* Task to carry out *
Copy out word for word the lines from the start of the records through the line that contains "box: [439, 0, 853, 600]", including that line.

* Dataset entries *
= Beginning of Section =

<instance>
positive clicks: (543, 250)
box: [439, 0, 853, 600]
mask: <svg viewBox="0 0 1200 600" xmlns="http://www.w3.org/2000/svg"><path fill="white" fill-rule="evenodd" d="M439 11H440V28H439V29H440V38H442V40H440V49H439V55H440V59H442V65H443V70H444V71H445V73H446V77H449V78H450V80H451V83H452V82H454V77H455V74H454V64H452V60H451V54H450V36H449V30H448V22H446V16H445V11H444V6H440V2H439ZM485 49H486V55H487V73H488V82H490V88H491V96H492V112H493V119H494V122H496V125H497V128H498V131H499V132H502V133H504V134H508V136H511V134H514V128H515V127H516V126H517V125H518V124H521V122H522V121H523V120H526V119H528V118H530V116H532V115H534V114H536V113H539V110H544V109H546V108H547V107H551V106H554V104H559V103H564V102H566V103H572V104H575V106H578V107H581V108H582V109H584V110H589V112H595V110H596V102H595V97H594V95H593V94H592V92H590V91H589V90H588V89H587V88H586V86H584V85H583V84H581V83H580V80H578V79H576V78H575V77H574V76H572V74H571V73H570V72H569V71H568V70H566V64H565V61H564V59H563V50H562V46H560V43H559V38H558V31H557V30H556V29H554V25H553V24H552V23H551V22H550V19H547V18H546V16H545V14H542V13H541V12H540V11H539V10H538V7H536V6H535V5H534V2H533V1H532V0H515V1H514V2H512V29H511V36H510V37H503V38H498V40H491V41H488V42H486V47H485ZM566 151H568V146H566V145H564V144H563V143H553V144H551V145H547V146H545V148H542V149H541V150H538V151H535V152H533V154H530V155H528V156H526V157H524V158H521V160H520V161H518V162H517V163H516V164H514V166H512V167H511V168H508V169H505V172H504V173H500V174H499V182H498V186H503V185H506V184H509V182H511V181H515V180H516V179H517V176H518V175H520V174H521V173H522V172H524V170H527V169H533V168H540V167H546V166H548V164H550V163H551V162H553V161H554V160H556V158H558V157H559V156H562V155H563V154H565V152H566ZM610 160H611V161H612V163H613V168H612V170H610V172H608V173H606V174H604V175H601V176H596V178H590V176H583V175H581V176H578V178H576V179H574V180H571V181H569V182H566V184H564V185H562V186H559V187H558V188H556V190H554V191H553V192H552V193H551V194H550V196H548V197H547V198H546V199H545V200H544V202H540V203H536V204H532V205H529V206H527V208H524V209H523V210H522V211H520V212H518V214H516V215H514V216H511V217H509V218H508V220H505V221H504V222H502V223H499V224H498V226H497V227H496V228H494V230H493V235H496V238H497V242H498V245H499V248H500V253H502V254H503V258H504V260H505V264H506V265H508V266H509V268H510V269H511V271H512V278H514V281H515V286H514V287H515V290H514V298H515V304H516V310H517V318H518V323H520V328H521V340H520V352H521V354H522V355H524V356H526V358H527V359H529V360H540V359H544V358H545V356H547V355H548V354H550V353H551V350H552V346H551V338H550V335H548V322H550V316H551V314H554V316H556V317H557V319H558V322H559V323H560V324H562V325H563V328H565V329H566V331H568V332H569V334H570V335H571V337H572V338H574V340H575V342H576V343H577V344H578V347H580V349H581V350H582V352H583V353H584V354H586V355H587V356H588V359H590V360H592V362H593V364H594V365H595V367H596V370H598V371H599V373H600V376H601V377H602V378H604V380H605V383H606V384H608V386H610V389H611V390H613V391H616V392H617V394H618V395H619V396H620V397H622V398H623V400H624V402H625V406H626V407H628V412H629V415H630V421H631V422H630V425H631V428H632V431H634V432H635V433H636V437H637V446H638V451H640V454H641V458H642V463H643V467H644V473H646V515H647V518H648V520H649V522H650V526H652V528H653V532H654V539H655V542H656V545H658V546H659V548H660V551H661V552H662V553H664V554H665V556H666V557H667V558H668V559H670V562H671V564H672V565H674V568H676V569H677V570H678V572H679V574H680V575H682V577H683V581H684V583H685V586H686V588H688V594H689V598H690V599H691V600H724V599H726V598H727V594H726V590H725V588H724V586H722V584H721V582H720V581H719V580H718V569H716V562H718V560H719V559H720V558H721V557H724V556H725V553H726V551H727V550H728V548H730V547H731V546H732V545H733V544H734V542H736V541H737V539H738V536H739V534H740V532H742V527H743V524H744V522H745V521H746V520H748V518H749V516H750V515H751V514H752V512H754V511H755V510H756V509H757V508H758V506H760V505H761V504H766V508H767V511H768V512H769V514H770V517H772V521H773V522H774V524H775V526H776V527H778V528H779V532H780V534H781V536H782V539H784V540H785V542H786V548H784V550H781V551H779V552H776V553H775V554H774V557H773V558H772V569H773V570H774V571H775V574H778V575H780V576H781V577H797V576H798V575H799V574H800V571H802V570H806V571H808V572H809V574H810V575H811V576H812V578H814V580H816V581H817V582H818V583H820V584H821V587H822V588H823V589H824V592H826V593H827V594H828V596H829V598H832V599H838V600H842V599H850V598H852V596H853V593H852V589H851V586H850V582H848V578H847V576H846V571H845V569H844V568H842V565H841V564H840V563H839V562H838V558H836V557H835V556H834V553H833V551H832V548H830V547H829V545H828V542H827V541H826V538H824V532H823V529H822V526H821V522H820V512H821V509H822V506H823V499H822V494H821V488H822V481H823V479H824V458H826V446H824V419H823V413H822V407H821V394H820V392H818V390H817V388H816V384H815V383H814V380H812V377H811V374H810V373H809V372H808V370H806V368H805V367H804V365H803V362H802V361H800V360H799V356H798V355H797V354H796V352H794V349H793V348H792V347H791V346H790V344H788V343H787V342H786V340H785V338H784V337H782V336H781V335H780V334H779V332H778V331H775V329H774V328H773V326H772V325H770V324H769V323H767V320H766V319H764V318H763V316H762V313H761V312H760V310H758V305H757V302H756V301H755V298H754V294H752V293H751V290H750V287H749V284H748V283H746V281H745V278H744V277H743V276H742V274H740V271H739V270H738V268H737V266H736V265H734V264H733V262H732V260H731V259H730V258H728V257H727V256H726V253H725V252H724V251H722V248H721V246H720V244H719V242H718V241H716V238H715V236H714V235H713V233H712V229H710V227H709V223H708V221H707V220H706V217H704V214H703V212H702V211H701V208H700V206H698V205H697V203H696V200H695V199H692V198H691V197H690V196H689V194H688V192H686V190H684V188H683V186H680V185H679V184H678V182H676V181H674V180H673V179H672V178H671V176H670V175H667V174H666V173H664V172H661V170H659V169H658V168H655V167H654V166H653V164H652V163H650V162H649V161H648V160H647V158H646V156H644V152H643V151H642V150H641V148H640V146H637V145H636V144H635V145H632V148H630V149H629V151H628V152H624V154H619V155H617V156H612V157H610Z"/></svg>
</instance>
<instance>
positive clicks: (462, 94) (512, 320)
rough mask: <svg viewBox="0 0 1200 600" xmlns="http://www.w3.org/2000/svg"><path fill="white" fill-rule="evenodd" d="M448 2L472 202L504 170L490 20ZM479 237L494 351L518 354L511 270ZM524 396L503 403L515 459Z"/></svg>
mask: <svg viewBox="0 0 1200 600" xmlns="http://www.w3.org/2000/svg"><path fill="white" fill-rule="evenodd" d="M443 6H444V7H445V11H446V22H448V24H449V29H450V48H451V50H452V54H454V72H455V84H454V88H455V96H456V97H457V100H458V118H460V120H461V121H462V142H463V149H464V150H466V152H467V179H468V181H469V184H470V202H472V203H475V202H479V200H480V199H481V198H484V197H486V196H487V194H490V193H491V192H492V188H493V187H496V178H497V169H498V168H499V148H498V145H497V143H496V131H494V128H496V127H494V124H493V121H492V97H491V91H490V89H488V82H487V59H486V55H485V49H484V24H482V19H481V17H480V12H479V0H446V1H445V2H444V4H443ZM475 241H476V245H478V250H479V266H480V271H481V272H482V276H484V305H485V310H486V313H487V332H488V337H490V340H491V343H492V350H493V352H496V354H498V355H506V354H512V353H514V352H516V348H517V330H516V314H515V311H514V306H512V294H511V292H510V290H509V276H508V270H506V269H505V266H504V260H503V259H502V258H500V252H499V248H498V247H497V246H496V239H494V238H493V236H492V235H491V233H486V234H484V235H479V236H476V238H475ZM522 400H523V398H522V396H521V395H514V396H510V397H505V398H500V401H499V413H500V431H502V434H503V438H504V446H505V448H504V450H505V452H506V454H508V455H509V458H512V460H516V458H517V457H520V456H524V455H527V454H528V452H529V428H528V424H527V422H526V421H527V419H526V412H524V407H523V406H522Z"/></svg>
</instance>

= End of Section =

* Answer box *
<instance>
positive clicks: (543, 250)
box: [439, 0, 853, 600]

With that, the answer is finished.